» Data supplied:
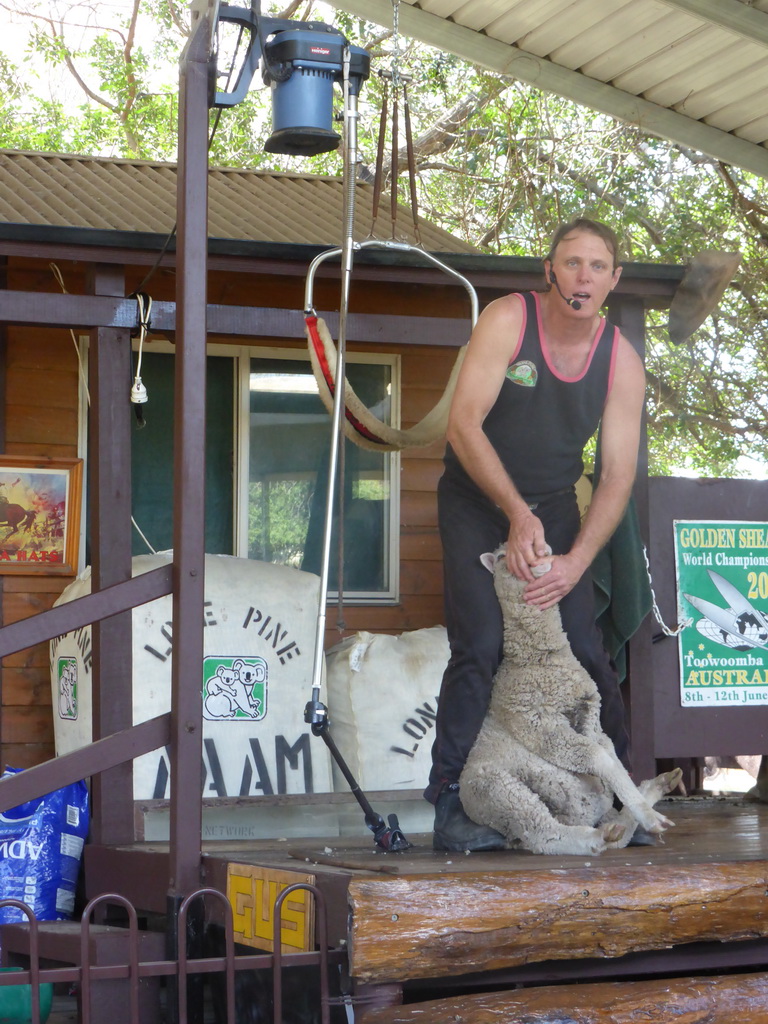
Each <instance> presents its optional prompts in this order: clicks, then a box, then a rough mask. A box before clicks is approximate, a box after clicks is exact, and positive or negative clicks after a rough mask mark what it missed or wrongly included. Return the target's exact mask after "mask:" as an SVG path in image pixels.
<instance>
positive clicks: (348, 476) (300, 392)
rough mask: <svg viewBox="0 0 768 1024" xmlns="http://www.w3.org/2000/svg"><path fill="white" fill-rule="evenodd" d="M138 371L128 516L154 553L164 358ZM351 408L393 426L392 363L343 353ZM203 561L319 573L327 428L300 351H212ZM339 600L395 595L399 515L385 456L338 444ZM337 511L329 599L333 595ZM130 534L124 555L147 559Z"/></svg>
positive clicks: (150, 361)
mask: <svg viewBox="0 0 768 1024" xmlns="http://www.w3.org/2000/svg"><path fill="white" fill-rule="evenodd" d="M153 347H154V351H153V352H152V353H145V354H144V356H143V362H142V378H143V382H144V385H145V386H146V389H147V395H148V401H147V403H146V406H145V407H144V416H145V420H146V425H145V426H144V427H143V428H142V429H141V430H136V431H135V432H134V435H133V451H132V459H133V515H134V519H135V521H136V524H137V526H138V527H139V528H140V530H141V532H142V534H144V535H145V536H146V538H147V540H148V542H150V543H151V544H152V546H153V547H154V548H155V549H156V550H158V551H159V550H163V549H165V548H170V547H171V546H172V543H173V538H172V495H173V479H172V461H173V374H174V357H173V354H172V349H170V347H169V348H168V350H167V351H166V352H164V351H160V350H158V349H159V348H160V345H158V344H156V345H154V346H153ZM346 366H347V378H348V380H349V381H350V383H351V385H352V387H353V388H354V390H355V392H356V393H357V395H358V396H359V398H360V399H361V400H362V401H365V402H366V403H367V406H368V407H369V408H371V409H374V410H375V412H376V415H377V416H378V417H379V418H380V419H381V420H383V421H384V422H387V423H393V424H395V425H397V413H398V410H397V394H398V379H397V370H398V361H397V359H396V357H395V356H383V357H382V356H379V355H378V354H377V355H362V354H352V353H350V354H349V355H348V357H347V364H346ZM207 393H208V410H207V418H206V419H207V427H206V551H209V552H214V553H221V554H238V555H241V556H243V557H248V558H254V559H259V560H262V561H270V562H280V563H282V564H287V565H294V566H296V567H297V568H301V569H304V570H306V571H309V572H317V573H319V571H321V563H322V552H323V540H324V532H325V517H326V495H327V488H328V473H329V458H330V444H331V417H330V415H329V414H328V412H327V411H326V408H325V406H324V404H323V402H322V400H321V397H319V394H318V392H317V386H316V383H315V380H314V376H313V374H312V370H311V366H310V364H309V359H308V357H307V356H306V355H305V354H304V353H303V352H299V351H285V350H275V349H255V348H250V349H241V348H232V347H224V346H217V345H212V346H210V347H209V357H208V370H207ZM340 461H341V463H342V464H343V470H344V474H343V475H344V494H343V512H344V517H343V523H344V525H343V530H342V541H343V545H344V570H343V577H344V579H343V587H344V595H345V598H346V599H347V600H351V601H356V600H359V601H371V600H377V601H387V600H393V599H394V598H395V597H396V595H397V585H398V580H397V566H398V558H397V539H398V519H399V508H398V502H397V493H396V490H397V488H396V487H393V485H392V484H393V480H396V479H397V471H398V468H399V457H398V456H397V455H396V454H387V453H377V452H368V451H367V450H364V449H360V447H358V446H357V445H356V444H353V443H352V442H351V441H347V440H345V441H344V454H343V457H342V458H341V460H340ZM338 509H339V505H338V501H337V505H336V515H335V517H334V524H333V535H332V544H331V561H330V567H329V569H330V571H329V589H330V590H331V591H332V592H333V591H336V590H337V589H338V544H339V529H338V527H339V523H338ZM146 550H147V549H146V546H145V545H144V543H143V541H142V540H141V537H140V535H139V534H138V531H136V532H135V534H134V554H143V553H146Z"/></svg>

» What is required: Display every line of the listing that contains the string "rough".

» The answer:
Each <instance> presents its optional prompts in this order: clicks, then a box, then a rough mask. A box before clicks is approximate, a box after clicks is exact, and positive or negative clicks after a rough mask mark what it missed or wrongly included. Return the target's exact mask after "mask:" as an SVG path in image pixels.
rough mask: <svg viewBox="0 0 768 1024" xmlns="http://www.w3.org/2000/svg"><path fill="white" fill-rule="evenodd" d="M138 371L128 516L154 553L164 358ZM351 408L393 426L392 363L343 353ZM203 561L319 573L327 428L300 351H212ZM339 600L395 595L399 515L385 456L338 444ZM337 511L329 599L333 595ZM130 534L124 555L147 559Z"/></svg>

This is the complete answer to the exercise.